(PROVIDED DATA):
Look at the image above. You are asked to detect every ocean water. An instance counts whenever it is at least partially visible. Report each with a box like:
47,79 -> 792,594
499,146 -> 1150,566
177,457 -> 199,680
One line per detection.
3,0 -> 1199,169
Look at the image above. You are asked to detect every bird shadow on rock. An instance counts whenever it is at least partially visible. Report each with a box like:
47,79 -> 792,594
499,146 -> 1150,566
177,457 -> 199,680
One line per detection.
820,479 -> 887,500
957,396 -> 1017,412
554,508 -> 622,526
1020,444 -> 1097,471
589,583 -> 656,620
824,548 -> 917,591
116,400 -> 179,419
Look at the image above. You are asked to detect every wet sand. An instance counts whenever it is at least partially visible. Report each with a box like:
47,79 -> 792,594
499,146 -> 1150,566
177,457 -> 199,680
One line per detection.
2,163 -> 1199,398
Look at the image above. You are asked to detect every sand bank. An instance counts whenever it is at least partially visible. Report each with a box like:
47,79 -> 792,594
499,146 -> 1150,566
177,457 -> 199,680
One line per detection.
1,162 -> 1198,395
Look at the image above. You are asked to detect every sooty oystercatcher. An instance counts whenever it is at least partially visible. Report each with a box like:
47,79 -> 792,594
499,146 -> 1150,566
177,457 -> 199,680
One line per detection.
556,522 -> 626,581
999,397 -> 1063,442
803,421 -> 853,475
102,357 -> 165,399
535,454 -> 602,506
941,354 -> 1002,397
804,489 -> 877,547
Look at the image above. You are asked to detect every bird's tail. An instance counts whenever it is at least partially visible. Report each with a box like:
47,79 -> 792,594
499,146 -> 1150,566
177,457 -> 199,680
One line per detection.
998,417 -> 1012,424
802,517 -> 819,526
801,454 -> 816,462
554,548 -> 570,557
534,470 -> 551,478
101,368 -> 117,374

(INSTRUCTIONS TO FOLLOW): Out of the records above, pull each line containing the word "sand".

(SOLUTION TO THIS EXERCISE):
Look at the image above. You are asked to detect every wet sand. An instance counts whenever it is at least partially visible. Report each with a box like:
Look at the image above. You are asked to detect every sand bank. An instance counts whenever it is at least partially visible. Report each with a box like:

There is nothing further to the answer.